Pour indispensable qu’elle soit, l’idée de stimuler les entreprises individuellement via des audits « ressources » et des soutiens à l’investissement doit être complétée au niveau du territoire entier pour capter l’énorme potentiel lié à la mise en œuvre d’une économie circulaire, et de son application à l’industrie : l’écologie industrielle. Il s’agit de ne plus considérer chaque entreprise isolément mais d’examiner comment ces entreprises peuvent interagir et créer un véritable écosystème industriel au sein duquel, par exemple, les déchets de l’une deviennent les matières premières de l’autre. On parle alors de « coproduits ».
L’économie circulaire
L’économie circulaire est un concept englobant (1) la réduction de déchets en amont par l’écoconception des produits ainsi que le management environnemental ; (2) l’échange de ressources secondaires entre entreprises (l’écologie ou la symbiose industrielle) ; (3) le remplacement de la vente de produits par la vente de services ou la location (l’économie de fonctionnalité), peu génératrices de déchets, et plus largement les business models innovants ; (4) le réemploi ; (5) la réparation ; (6) la réutilisation et (7) le recyclage.
Source : Ademe, n° 59, octobre 2012.

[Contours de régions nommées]
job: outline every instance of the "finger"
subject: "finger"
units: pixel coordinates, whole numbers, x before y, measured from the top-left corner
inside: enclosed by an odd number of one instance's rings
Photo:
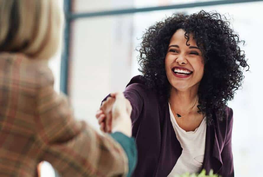
[[[104,121],[105,117],[105,114],[102,114],[100,115],[100,117],[98,119],[98,121],[99,122],[99,124],[100,124]]]
[[[103,122],[100,124],[100,131],[103,132],[105,132],[105,123]]]
[[[108,133],[111,133],[111,129],[112,124],[112,116],[111,116],[109,117],[109,121],[108,122]]]
[[[108,115],[108,116],[107,117],[107,120],[105,121],[106,126],[106,130],[107,132],[111,132],[110,125],[112,117],[111,115],[111,111],[109,113]]]
[[[97,111],[96,113],[96,118],[97,119],[98,118],[100,117],[100,116],[102,113],[102,111],[101,110],[98,110]]]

* **Exercice court 1**:
Reproduisez toutes les lignes des contours de régions nommées dans un tableau Markdown à deux colonnes, Numéro et Ligne, sans les lignes vides et sans les images, s'il vous plaît.
* **Exercice court 2**:
Rédigez la suite du texte sur l'économie circulaire après sa dernière phrase.

* **Résultat 1**:
| Numéro | Ligne |
|---|---|
| 1 | job: outline every instance of the "finger" |
| 2 | subject: "finger" |
| 3 | units: pixel coordinates, whole numbers, x before y, measured from the top-left corner |
| 4 | inside: enclosed by an odd number of one instance's rings |
| 5 | Photo: |
| 6 | [[[104,121],[105,117],[105,114],[102,114],[100,115],[100,117],[98,119],[98,121],[99,122],[99,124],[100,124]]] |
| 7 | [[[103,122],[100,124],[100,131],[103,132],[105,132],[105,123]]] |
| 8 | [[[108,133],[111,133],[111,129],[112,124],[112,116],[111,116],[109,117],[109,121],[108,122]]] |
| 9 | [[[108,115],[108,116],[107,117],[107,120],[105,121],[106,126],[106,130],[107,132],[111,132],[110,125],[112,117],[111,115],[111,111],[109,113]]] |
| 10 | [[[97,111],[96,113],[96,118],[97,119],[98,118],[100,117],[100,116],[102,113],[102,111],[101,110],[98,110]]] |

* **Résultat 2**:
Une fois encore, si pareille approche engendre d’indéniables gains économiques et environnementaux à court terme, ses conséquences sont aussi – et peut–être surtout – mesurables sur la durée, et notamment au niveau de la résilience[[La résilience (écologique) est la capacité d’un écosystème ou d’une population à retrouver un fonctionnement normal après avoir subi une perturbation importante. Une empreinte écologique forte et continue peut l’amenuiser, et inversement.]] de nos systèmes économiques. Un des effets les plus frappants de la mondialisation est de désarticuler, pour ne pas dire détruire, le tissu économique, et de rendre chaque entreprise plus dépendante des caprices et de la volatilité des marchés internationaux que de son environnement local.
Miser sur l’écologie – ou la symbiose – industrielle signifie donc aussi, à long terme, tisser à nouveau ce qui a été détruit au cours des dernières décennies pour rendre nos PME moins dépendantes des marchés internationaux, et donc moins vulnérables face à des retournements de conjoncture sur lesquels elles n’ont aucune prise. C’est aussi leur faire nouer des relations de partenariat et de coopération avec leurs voisins, et non des liens de soumission aux irrationnelles fantaisies des marchés internationaux. La lutte contre l’hégémonie des marchés ne se gagnera pas uniquement sur le plan politique – où elle doit par ailleurs évidemment être menée – mais également du point de vue de la structuration de notre paysage industriel.
C’est en effet par le développement de filières fortes et mutuellement complémentaires que nous pourrons regagner une vraie souveraineté économique et relocaliser durablement notre production. Il ne s’agit pas de pratiquer un quelconque nationalisme industriel mais, plus simplement, de prendre au sérieux l’expression « tissu économique ».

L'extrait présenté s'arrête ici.